> **TO BE DONE**
Starting at the line containing "Locate the jagged" and continuing through the end of the records, give those lines as a numbered list, leaving out any blank lines.
-- Start SUPPLIED DATA --
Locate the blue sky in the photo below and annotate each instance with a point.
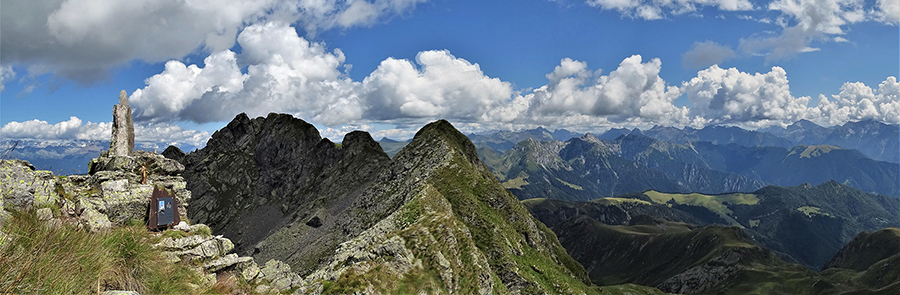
(402, 63)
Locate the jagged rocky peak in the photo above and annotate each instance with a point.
(434, 214)
(445, 132)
-- End SUPPLIED DATA --
> **TASK SOLUTION**
1. Locate the jagged rocky peak in the photo above and annotate each instance with a point.
2. (434, 214)
3. (445, 132)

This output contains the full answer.